- WHAT IS REQUIRED
Reproduce every item below word for word, leaving out the pictures.

START TASK INPUT

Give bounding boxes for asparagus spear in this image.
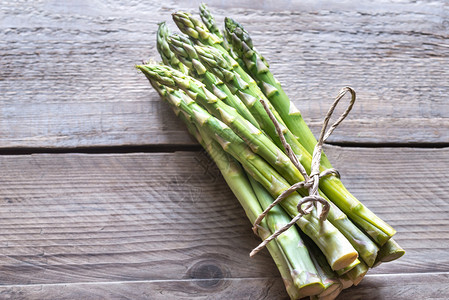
[167,34,259,128]
[195,46,395,245]
[248,176,324,297]
[225,18,395,245]
[195,47,379,266]
[156,22,188,74]
[137,65,357,270]
[301,234,342,297]
[335,259,360,276]
[341,262,369,285]
[150,81,304,299]
[373,239,405,268]
[200,3,223,39]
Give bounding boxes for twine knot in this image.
[250,87,356,257]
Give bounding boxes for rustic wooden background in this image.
[0,0,449,299]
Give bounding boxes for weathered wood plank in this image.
[0,147,449,285]
[0,0,449,148]
[0,273,449,300]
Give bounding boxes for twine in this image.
[249,87,356,257]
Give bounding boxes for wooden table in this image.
[0,0,449,299]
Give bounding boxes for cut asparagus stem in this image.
[374,239,405,266]
[151,82,304,299]
[248,176,324,297]
[301,234,341,296]
[195,47,379,266]
[156,22,188,74]
[168,35,260,128]
[335,259,360,276]
[200,3,223,39]
[221,18,395,245]
[137,65,358,270]
[225,18,318,158]
[173,6,246,70]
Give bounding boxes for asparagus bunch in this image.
[137,4,404,299]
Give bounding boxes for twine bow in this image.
[250,87,356,257]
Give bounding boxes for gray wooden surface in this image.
[0,0,449,299]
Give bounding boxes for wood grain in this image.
[0,0,449,148]
[0,146,449,298]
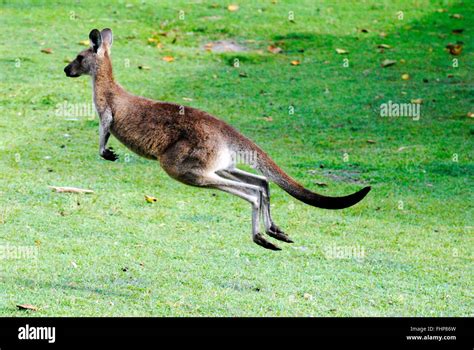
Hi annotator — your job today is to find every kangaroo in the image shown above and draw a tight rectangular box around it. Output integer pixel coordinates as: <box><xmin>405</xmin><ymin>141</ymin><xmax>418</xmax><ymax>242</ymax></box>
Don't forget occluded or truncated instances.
<box><xmin>64</xmin><ymin>28</ymin><xmax>370</xmax><ymax>250</ymax></box>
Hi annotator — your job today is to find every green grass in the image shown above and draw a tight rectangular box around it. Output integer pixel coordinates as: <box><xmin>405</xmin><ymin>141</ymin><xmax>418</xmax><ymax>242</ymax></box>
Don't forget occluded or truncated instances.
<box><xmin>0</xmin><ymin>0</ymin><xmax>474</xmax><ymax>316</ymax></box>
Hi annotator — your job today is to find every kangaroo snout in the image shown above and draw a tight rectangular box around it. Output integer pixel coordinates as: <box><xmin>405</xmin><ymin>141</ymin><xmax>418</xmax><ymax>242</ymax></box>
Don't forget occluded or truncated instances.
<box><xmin>64</xmin><ymin>64</ymin><xmax>79</xmax><ymax>78</ymax></box>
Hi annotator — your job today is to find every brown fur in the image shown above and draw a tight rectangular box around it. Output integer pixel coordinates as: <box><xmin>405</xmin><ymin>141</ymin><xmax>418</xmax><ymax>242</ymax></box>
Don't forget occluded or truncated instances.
<box><xmin>65</xmin><ymin>29</ymin><xmax>370</xmax><ymax>250</ymax></box>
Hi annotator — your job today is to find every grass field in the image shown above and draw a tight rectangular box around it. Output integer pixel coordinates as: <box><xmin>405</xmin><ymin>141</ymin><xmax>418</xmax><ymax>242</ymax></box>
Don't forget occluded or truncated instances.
<box><xmin>0</xmin><ymin>0</ymin><xmax>474</xmax><ymax>316</ymax></box>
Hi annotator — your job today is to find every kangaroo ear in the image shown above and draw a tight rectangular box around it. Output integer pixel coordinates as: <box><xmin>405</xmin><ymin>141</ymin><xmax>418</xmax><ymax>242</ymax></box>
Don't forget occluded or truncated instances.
<box><xmin>100</xmin><ymin>28</ymin><xmax>114</xmax><ymax>48</ymax></box>
<box><xmin>89</xmin><ymin>29</ymin><xmax>102</xmax><ymax>53</ymax></box>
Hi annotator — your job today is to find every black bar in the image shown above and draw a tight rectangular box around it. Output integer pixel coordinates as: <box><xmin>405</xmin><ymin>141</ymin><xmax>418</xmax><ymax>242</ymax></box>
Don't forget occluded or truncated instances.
<box><xmin>0</xmin><ymin>317</ymin><xmax>474</xmax><ymax>350</ymax></box>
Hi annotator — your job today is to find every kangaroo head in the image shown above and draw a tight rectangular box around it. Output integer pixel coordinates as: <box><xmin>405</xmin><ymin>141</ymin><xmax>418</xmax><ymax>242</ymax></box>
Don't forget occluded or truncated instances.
<box><xmin>64</xmin><ymin>28</ymin><xmax>113</xmax><ymax>78</ymax></box>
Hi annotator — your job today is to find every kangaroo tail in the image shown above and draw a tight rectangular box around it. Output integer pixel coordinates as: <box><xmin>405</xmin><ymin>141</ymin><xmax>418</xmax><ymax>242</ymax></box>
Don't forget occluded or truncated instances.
<box><xmin>248</xmin><ymin>144</ymin><xmax>370</xmax><ymax>209</ymax></box>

END TASK INPUT

- FULL RESPONSE
Give bounding boxes for asparagus spear in this image.
[167,34,259,128]
[195,46,395,245]
[248,176,324,297]
[225,18,395,245]
[195,47,379,266]
[156,22,188,74]
[137,65,357,270]
[301,234,342,297]
[335,259,360,276]
[341,262,369,285]
[150,81,304,299]
[373,239,405,268]
[200,3,223,39]
Give bounding boxes for twine knot in this image.
[250,87,356,257]
Give bounding boxes for rustic wooden background in this image.
[0,0,449,299]
Give bounding boxes for weathered wood plank in this image.
[0,147,449,285]
[0,0,449,148]
[0,273,449,300]
Give bounding boxes for twine in this image.
[249,87,356,257]
Give bounding boxes for wooden table in this image.
[0,0,449,299]
Give bounding boxes for cut asparagus stem in this image.
[374,239,405,266]
[151,82,304,299]
[248,176,324,297]
[301,234,341,296]
[195,47,379,266]
[156,22,188,74]
[168,35,260,128]
[335,259,360,276]
[200,3,223,39]
[221,18,395,245]
[137,65,358,270]
[225,18,318,158]
[173,6,246,70]
Give bounding boxes for asparagus bunch in this image.
[137,4,404,299]
Give bounding boxes for twine bow in this image.
[250,87,356,257]
Give bounding boxes for gray wooden surface in this image.
[0,0,449,299]
Give bounding boxes for wood grain in this image.
[0,0,449,148]
[0,146,449,298]
Hi annotator — your job today is to find every kangaroo in the image shown above and draw a tight rectangular box around it. Output integer pixel coordinates as: <box><xmin>405</xmin><ymin>141</ymin><xmax>418</xmax><ymax>242</ymax></box>
Don't forget occluded or truncated instances.
<box><xmin>64</xmin><ymin>28</ymin><xmax>370</xmax><ymax>250</ymax></box>
Hi annotator — your job today is to find every green grass in the image shown above and draw a tight rectangular box around it. Output integer pixel coordinates as: <box><xmin>405</xmin><ymin>141</ymin><xmax>418</xmax><ymax>242</ymax></box>
Don't forget occluded or truncated instances.
<box><xmin>0</xmin><ymin>0</ymin><xmax>474</xmax><ymax>316</ymax></box>
Hi annotator — your job today is to find every kangaroo snout in the image shown above and draw a tight rectangular box around it. Output integer pixel coordinates as: <box><xmin>405</xmin><ymin>141</ymin><xmax>418</xmax><ymax>242</ymax></box>
Don't forget occluded or truncated instances.
<box><xmin>64</xmin><ymin>64</ymin><xmax>79</xmax><ymax>78</ymax></box>
Hi annotator — your job today is to find every brown fur in the image shown above and draw a tight rectangular box around it. Output integer pixel coordinates as: <box><xmin>405</xmin><ymin>141</ymin><xmax>418</xmax><ymax>242</ymax></box>
Don't forget occluded or truncated instances.
<box><xmin>65</xmin><ymin>29</ymin><xmax>370</xmax><ymax>250</ymax></box>
Hi annotator — your job today is to find every grass field in the image shown above and draw a tight rectangular box around it. Output integer pixel coordinates as: <box><xmin>405</xmin><ymin>141</ymin><xmax>418</xmax><ymax>242</ymax></box>
Don't forget occluded or truncated instances.
<box><xmin>0</xmin><ymin>0</ymin><xmax>474</xmax><ymax>316</ymax></box>
Hi annotator — your job today is to find every kangaroo ear in the image shown above and draw a tight rectangular box around it. Output integer pixel coordinates as: <box><xmin>405</xmin><ymin>141</ymin><xmax>418</xmax><ymax>242</ymax></box>
Don't forget occluded or truncated instances.
<box><xmin>100</xmin><ymin>28</ymin><xmax>114</xmax><ymax>48</ymax></box>
<box><xmin>89</xmin><ymin>29</ymin><xmax>102</xmax><ymax>53</ymax></box>
Hi annotator — your job today is to find every black bar in the image shown above and draw a tight rectangular box around it. Output integer pixel coordinates as: <box><xmin>405</xmin><ymin>141</ymin><xmax>418</xmax><ymax>242</ymax></box>
Don't forget occluded or truncated instances.
<box><xmin>0</xmin><ymin>317</ymin><xmax>474</xmax><ymax>350</ymax></box>
Hi annotator — your job today is to find every kangaroo head in the image shown above and draw a tight rectangular box around it. Output integer pixel coordinates as: <box><xmin>405</xmin><ymin>141</ymin><xmax>418</xmax><ymax>242</ymax></box>
Don't forget occluded or truncated instances.
<box><xmin>64</xmin><ymin>28</ymin><xmax>113</xmax><ymax>78</ymax></box>
Hi annotator — your job today is to find every kangaroo tail in the image shown above and draw a tight rectangular box around it. Output integer pixel coordinates as: <box><xmin>405</xmin><ymin>141</ymin><xmax>418</xmax><ymax>242</ymax></box>
Don't forget occluded or truncated instances.
<box><xmin>248</xmin><ymin>144</ymin><xmax>370</xmax><ymax>209</ymax></box>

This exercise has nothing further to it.